— SOURCE PASSAGE —
######

Bobby Gentry – Ode To Billie Joe

12th October 2022 · 1960s, 1967, Country, Music

If anyone were to tell me this is the greatest single song of all time, I would not dare to disagree. It’s flawless – perfect tune, perfect lyric, perfect voice, perfect arrangement – and filled with such emotion that it makes me cry almost every time I hear it.

There’s something so ineffably sad about the words of Gentry’s Southern Gothic story set on a Delta farm, like the one she grew up on in Chickasaw Country, Mississippi, without electricity or plumbing.

The lyrics unfold in precisely composed rhyming couplets as the narrator sits down to a family meal, where her mother casually breaks the news that her daughter’s friend Billie Joe McAllister has died, jumping into the Tallahatchie River near Choctaw Ridge.

It’s not just the underplayed revelation of his suicide, nor the unresolved mystery – which somehow seems to implicate the narrator – but her parents’ casual indifference to the news.

######

— DATA —
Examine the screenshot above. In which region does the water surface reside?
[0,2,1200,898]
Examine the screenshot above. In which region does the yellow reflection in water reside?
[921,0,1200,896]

######

— TASK LIST —
A - Sum up the review of "Ode To Billie Joe" in two sentences.
B - For each statement, say whether it agrees with the review of "Ode To Billie Joe" (yes or no), and quote the words that decide it.
(i) Gentry grew up on a farm that had electricity.
(ii) Billie Joe McAllister jumped into the Tallahatchie River near Choctaw Ridge.
(iii) The mother shares the news during a family meal.

— ANSWERS BY ITEM —
A - The writer calls Bobby Gentry's "Ode To Billie Joe" flawless in tune, lyric, voice and arrangement, and says it brings on tears almost every time. Its sad Southern Gothic story, set on a Delta farm, has a mother casually telling her daughter at a family meal that the daughter's friend Billie Joe McAllister jumped into the Tallahatchie River, and the parents' indifference adds to the sadness.

B -
(i) No: "without electricity or plumbing"
(ii) Yes: "jumping into the Tallahatchie River near Choctaw Ridge"
(iii) Yes: "as the narrator sits down to a family meal, where her mother casually breaks the news"